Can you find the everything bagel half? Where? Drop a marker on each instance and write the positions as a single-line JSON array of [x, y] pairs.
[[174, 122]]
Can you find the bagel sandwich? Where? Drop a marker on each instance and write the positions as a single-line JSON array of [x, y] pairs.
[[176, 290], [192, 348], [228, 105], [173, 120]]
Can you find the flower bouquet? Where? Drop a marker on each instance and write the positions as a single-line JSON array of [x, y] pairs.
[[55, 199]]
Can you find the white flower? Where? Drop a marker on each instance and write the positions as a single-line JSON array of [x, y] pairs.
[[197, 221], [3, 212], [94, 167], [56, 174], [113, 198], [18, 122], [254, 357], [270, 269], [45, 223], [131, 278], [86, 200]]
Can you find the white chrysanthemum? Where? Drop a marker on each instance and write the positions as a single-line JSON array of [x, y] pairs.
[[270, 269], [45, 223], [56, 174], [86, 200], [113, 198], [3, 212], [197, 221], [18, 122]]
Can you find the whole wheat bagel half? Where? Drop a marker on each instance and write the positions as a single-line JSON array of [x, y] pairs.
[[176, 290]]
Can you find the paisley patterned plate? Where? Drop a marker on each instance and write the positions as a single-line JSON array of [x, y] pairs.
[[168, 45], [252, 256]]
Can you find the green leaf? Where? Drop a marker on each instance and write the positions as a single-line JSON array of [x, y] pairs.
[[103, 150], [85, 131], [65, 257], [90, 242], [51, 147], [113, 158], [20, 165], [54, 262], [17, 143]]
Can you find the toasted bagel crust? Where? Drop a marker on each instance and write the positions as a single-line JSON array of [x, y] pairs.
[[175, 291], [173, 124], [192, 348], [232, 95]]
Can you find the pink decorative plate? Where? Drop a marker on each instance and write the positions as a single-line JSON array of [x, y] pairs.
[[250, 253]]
--
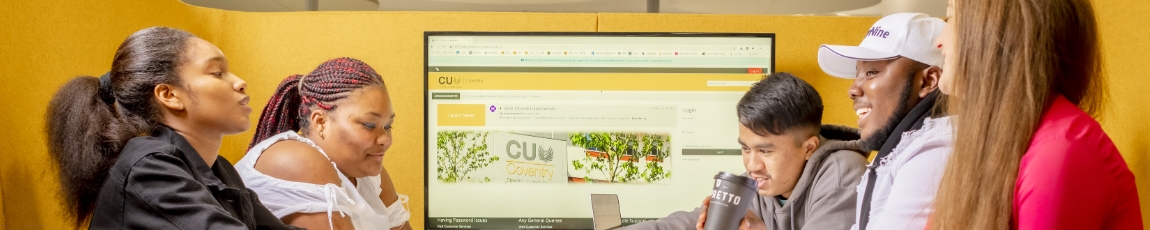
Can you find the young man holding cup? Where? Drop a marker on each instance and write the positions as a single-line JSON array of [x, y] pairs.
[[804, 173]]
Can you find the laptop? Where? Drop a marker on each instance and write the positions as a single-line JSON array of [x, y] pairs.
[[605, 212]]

WHAT IS ASKED:
Identify every line in the records above that contains the word "positions", and copy each such line in full.

ANSWER:
Can you find the everything bagel half? Where? Drop a marker on each instance and write the positions as a single-line JSON array of [x, y] pairs.
Can you find the bagel sandwich? Where? Drop a marker on each instance and write the positions as a single-line JSON array of [x, y] pairs.
Can you find the flower bouquet? Where? Drop a marker on each instance and write the positions as a single-line JSON array of [x, y] pairs.
Can you find the white flower? Where? Drop a marker on each instance and write the positions as a single-line JSON array of [x, y] pairs.
Can you find the white chrysanthemum? Where? Drop a marker on each instance and write the positions as a single-line JSON array of [x, y] pairs.
Can you find the whole wheat bagel half? Where? Drop a marker on each instance and write the positions as a single-line JSON array of [x, y] pairs.
Can you find the paisley patterned plate? Where? Drop a marker on each instance and write the positions as a single-line JSON array of [x, y] pairs.
Can you find the green leaf? Where? Drop a marker on each instance and write the positions as a single-line JSON array of [x, y] pairs.
Can you find the toasted bagel crust? Where? Drop a marker on each instance and write the positions as a single-line JSON array of [x, y] pairs.
Can you find the pink decorative plate? Where? Drop a marker on each instance and write the positions as a single-line JSON array of [x, y] pairs.
Can you find the young man holding cup? Where? Drop a marker on each instance and write the positions as a single-line JSON array of [x, y] pairs.
Can you find the laptop? Where? Drop a marker on each instance and write the positions as a single-line JSON array of [x, y] pairs.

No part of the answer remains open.